§ **Material**
____________________

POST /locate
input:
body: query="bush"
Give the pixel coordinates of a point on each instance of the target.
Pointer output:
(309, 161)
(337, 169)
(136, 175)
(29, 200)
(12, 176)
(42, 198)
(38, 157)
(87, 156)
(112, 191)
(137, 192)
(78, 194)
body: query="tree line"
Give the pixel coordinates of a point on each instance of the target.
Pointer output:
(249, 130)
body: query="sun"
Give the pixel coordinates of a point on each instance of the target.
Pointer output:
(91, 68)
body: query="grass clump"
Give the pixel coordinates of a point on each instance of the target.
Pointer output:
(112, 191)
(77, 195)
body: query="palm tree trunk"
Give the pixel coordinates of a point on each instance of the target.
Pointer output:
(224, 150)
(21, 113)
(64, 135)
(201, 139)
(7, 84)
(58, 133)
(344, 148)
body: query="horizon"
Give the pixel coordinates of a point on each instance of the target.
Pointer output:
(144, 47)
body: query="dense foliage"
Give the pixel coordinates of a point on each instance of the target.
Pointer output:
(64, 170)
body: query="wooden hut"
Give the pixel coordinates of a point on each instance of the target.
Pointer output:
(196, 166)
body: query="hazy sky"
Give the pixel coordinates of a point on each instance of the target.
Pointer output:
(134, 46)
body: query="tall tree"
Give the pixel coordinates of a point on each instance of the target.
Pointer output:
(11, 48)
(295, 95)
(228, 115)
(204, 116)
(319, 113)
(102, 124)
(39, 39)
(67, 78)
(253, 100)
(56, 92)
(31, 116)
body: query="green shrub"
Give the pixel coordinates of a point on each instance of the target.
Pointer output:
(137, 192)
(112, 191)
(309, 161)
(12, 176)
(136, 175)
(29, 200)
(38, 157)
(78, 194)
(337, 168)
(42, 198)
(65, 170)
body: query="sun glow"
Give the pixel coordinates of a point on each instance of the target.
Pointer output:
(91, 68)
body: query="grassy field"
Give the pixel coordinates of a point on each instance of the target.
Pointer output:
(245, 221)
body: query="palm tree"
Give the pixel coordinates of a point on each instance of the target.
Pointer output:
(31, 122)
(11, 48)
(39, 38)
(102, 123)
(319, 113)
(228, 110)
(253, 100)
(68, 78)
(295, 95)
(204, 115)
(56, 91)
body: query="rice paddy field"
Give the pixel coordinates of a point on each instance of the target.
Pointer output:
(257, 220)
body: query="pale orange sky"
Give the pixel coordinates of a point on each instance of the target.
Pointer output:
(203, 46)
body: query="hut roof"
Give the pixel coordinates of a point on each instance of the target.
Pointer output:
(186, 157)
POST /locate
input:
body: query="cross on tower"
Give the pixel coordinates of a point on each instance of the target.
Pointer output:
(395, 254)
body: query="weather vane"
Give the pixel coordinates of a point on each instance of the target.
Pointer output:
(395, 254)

____________________

§ **Problem requirements**
Reproduce all of the material above word for word.

§ **In response**
POST /locate
input:
body: query="bush"
Give the pixel coordinates of a point on each instance of the target.
Pointer output:
(309, 161)
(337, 169)
(136, 175)
(29, 200)
(12, 176)
(42, 198)
(38, 157)
(87, 156)
(112, 191)
(137, 192)
(78, 194)
body: query="tree line"
Give the pixel coordinates of a point on each instance of the target.
Pointer output:
(249, 130)
body: query="sun"
Give the pixel coordinates of a point on each instance of the target.
Pointer output:
(91, 68)
body: query="grass clump"
Give the pixel coordinates of a point on each instance of the target.
Pointer output:
(112, 191)
(77, 195)
body: query="palm tree trunk"
Give the pixel coordinates of a point on each instance of the target.
Pointer output:
(224, 150)
(21, 113)
(64, 135)
(201, 139)
(7, 84)
(58, 133)
(344, 148)
body: query="horizon"
Give the pixel coordinates of a point on each instance of the target.
Pointer output:
(144, 47)
body: query="dense foliage"
Give the pixel coordinates of a point on each instance of the target.
Pointer output:
(64, 170)
body: query="wooden hut"
Give the pixel coordinates of a point on each instance of the target.
Pointer output:
(196, 166)
body: query="hazy sky"
Give the pixel coordinates of a point on each instance of the target.
Pointer output:
(134, 46)
body: query="tall tree"
Give the pixel coordinates of a point on each instance of the target.
Pointer output:
(11, 48)
(295, 95)
(228, 115)
(204, 116)
(319, 113)
(102, 124)
(39, 39)
(67, 78)
(253, 100)
(56, 92)
(31, 116)
body: query="green shrub"
Give the pixel coordinates of a point on each instance of the target.
Pointer output:
(137, 192)
(112, 191)
(309, 161)
(12, 176)
(136, 175)
(29, 200)
(38, 157)
(78, 194)
(337, 168)
(42, 198)
(65, 170)
body: query="sun glow"
Give the pixel coordinates of a point on each instance of the target.
Pointer output:
(91, 68)
body: query="grassy field"
Give the pixel coordinates of a point on each instance of the target.
Pointer output:
(245, 221)
body: query="palm tree"
Give the pixel coordinates of a point on each instance of the target.
Pointer output:
(31, 122)
(11, 48)
(39, 38)
(102, 123)
(319, 113)
(228, 110)
(253, 100)
(68, 78)
(295, 95)
(204, 115)
(56, 91)
body: query="rice paddy field"
Give the pixel coordinates of a point on each instance of the target.
Pointer output:
(257, 220)
body: query="pale orange sky"
Give the pixel coordinates of a point on each instance of the target.
Pointer output:
(203, 46)
body: query="hut roof"
Give the pixel coordinates of a point on each instance of the target.
Pointer output:
(186, 157)
POST /locate
input:
body: query="cross on tower"
Give the pixel coordinates of a point on each instance of the target.
Pointer output:
(395, 254)
body: query="weather vane"
Give the pixel coordinates of a point on each instance of the target.
Pointer output:
(395, 254)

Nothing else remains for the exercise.